:: ACTIVITY ::
According to the passage on track density below, what produces very different EW structures over West Africa compared with the west Pacific?

Figures 13a–d show the results for the track density for the various reanalyses. They show that synoptic systems are found in most of the tropical region for this season, including West Africa and the tropical Atlantic (Reed et al. 1988; Thorncroft and Hodges 2001), the Caribbean (Riehl 1945; Molinari et al. 1997), the east Pacific (Zehnder et al. 1999), the central and west Pacific (Reed and Recker 1971), and the Indian Ocean (Annamalai et al. 1999). However, it is likely that the nature of the EWs in these regions will vary from region to region, consistent with the different ambient conditions in which they develop. For example, the presence of marked low-level baroclinicity over West Africa results in very different EW structures (Pytharoulis and Thorncroft 1999) compared with the west Pacific (Reed and Recker 1971). The African region is of particular interest as it is the largest region of land in the NH Tropics that is dominated by EWs and provides an interesting contrast with the predominately oceanic activity of the Atlantic and Pacific.

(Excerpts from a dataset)

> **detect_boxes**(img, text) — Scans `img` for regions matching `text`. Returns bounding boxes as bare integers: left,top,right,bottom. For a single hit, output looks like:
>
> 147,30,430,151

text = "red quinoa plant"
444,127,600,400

:: RESPONSE TO THE EXERCISE ::
The presence of marked low-level baroclinicity over West Africa.